* [About this exercise]: Transcribe the rest of the listing below, starting with the line that contains "of the batting" and ending with the last line, exactly as written.

* [Record extracts]:
________________________

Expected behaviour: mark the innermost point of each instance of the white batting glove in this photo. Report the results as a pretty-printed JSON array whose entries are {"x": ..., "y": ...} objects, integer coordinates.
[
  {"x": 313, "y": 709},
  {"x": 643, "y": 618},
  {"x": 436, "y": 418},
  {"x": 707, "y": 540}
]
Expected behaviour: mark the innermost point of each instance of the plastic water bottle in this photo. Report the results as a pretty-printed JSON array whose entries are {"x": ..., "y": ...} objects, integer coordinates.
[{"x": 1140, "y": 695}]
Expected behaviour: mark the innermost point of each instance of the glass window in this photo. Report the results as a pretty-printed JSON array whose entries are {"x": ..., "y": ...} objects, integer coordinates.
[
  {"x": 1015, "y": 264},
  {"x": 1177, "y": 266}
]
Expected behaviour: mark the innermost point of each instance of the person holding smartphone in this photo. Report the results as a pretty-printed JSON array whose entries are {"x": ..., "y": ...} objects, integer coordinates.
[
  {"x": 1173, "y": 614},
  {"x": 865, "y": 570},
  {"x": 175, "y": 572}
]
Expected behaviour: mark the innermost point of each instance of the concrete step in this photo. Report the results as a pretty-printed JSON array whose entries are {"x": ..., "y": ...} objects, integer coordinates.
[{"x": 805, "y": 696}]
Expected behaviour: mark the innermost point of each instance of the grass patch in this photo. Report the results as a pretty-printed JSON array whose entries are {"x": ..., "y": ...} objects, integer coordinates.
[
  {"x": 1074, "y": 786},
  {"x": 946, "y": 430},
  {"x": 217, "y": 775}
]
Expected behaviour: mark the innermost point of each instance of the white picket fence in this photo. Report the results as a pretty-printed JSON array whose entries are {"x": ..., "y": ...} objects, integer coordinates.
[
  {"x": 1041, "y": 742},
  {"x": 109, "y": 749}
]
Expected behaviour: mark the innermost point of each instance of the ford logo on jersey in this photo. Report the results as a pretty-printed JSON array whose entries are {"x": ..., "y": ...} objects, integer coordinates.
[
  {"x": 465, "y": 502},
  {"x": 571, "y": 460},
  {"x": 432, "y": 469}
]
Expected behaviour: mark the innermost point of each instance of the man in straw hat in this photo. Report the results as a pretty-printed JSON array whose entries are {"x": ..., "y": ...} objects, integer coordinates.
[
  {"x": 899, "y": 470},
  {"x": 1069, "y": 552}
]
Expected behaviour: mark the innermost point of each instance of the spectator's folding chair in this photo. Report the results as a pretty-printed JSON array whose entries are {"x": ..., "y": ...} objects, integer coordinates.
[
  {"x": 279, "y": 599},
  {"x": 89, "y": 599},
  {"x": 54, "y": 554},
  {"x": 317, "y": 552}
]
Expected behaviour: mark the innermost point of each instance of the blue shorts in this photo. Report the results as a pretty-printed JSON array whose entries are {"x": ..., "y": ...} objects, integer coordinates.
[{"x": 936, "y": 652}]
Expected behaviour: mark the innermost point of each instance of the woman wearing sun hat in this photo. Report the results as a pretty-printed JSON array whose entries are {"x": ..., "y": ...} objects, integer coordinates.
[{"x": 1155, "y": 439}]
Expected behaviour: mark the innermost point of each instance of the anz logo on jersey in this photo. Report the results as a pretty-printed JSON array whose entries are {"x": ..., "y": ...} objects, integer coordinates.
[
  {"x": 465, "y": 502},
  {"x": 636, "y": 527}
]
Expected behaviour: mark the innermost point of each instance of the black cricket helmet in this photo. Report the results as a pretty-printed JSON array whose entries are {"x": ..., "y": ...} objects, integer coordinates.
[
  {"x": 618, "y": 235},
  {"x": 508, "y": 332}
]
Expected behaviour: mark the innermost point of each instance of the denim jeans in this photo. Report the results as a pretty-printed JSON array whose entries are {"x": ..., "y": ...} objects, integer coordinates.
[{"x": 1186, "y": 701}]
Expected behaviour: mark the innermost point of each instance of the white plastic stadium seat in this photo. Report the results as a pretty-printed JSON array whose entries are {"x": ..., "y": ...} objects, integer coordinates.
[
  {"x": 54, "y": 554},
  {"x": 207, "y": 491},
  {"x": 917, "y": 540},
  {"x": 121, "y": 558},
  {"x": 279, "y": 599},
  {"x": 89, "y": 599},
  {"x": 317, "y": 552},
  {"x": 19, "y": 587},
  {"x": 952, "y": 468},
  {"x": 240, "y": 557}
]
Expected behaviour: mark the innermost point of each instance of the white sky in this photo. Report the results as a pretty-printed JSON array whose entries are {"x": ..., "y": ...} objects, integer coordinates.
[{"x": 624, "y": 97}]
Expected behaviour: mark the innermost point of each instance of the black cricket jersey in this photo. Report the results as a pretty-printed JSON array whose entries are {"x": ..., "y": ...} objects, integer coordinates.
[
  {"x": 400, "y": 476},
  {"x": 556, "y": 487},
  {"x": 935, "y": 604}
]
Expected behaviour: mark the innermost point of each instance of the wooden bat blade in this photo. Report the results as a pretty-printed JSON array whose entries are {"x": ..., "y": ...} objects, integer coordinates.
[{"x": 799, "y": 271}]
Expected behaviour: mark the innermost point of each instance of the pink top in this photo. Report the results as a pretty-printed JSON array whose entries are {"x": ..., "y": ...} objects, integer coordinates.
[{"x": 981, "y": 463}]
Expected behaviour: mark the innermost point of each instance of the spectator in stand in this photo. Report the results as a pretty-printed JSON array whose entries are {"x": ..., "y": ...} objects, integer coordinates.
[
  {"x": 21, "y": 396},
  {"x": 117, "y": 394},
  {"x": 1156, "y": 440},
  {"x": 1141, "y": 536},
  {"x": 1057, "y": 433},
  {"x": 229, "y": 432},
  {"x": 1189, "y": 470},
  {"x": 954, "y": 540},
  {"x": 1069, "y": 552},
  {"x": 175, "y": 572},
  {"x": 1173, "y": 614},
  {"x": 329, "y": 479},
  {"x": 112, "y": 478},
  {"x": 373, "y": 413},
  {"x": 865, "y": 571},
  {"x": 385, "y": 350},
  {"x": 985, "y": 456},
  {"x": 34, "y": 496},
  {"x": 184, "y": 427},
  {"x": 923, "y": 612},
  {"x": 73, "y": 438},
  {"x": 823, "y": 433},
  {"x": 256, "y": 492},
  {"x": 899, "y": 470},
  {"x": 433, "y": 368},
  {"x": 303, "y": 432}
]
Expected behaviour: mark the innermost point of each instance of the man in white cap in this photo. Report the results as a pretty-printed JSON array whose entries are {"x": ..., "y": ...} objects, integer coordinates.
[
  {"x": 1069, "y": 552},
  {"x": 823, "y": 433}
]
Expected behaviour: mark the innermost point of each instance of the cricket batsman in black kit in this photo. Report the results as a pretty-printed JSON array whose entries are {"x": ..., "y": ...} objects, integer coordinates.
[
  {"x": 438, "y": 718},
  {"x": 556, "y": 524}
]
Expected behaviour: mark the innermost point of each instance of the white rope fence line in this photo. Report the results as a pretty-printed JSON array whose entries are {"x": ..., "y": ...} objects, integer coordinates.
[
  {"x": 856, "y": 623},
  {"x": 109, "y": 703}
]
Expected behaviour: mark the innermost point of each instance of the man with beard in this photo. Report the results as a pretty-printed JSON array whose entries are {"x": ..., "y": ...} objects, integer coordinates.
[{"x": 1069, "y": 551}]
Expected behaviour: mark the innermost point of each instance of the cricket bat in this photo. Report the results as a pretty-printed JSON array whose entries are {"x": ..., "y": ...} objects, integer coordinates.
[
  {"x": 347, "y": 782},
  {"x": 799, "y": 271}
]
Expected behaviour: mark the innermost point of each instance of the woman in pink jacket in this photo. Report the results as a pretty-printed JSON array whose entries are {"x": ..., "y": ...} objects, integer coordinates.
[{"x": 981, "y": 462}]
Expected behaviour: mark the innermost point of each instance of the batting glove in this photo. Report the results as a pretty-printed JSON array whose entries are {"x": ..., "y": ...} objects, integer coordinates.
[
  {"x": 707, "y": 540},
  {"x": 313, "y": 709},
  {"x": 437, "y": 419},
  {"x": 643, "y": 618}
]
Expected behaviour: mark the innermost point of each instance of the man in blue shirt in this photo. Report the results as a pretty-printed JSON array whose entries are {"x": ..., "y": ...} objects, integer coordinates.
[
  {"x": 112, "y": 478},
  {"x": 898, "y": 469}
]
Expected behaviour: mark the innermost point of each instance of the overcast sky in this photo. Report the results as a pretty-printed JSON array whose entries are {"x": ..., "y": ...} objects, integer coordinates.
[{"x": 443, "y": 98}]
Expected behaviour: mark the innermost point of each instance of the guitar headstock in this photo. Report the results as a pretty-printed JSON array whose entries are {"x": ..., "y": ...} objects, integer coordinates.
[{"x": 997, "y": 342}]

________________________

* [Result for this task]:
Expected behaviour: mark the innermost point of each instance of the batting glove in this photo. Report the results as a pretty-printed JSON array whose entries are {"x": ..., "y": ...} objects, integer coordinates.
[
  {"x": 707, "y": 540},
  {"x": 313, "y": 709},
  {"x": 437, "y": 419},
  {"x": 643, "y": 618}
]
Expected behaviour: mark the innermost point of each instance of the man in blue shirt in this photo. Report the results as a pretty-printed JSON array whose entries are {"x": ..., "y": ...} objects, integer coordinates.
[
  {"x": 112, "y": 478},
  {"x": 898, "y": 469}
]
Expected behaviour: mark the innermost point of each instance of the overcast sky in this photo. Report the results as a pretty-printed JSON array whose entries are {"x": ..., "y": ...} objects, integer coordinates.
[{"x": 443, "y": 98}]
Expected behaviour: mark the innermost point of each instance of the guitar headstock in this photo. Report the results as a pretty-printed JSON array whose entries are {"x": ..., "y": ...} objects, integer coordinates.
[{"x": 997, "y": 342}]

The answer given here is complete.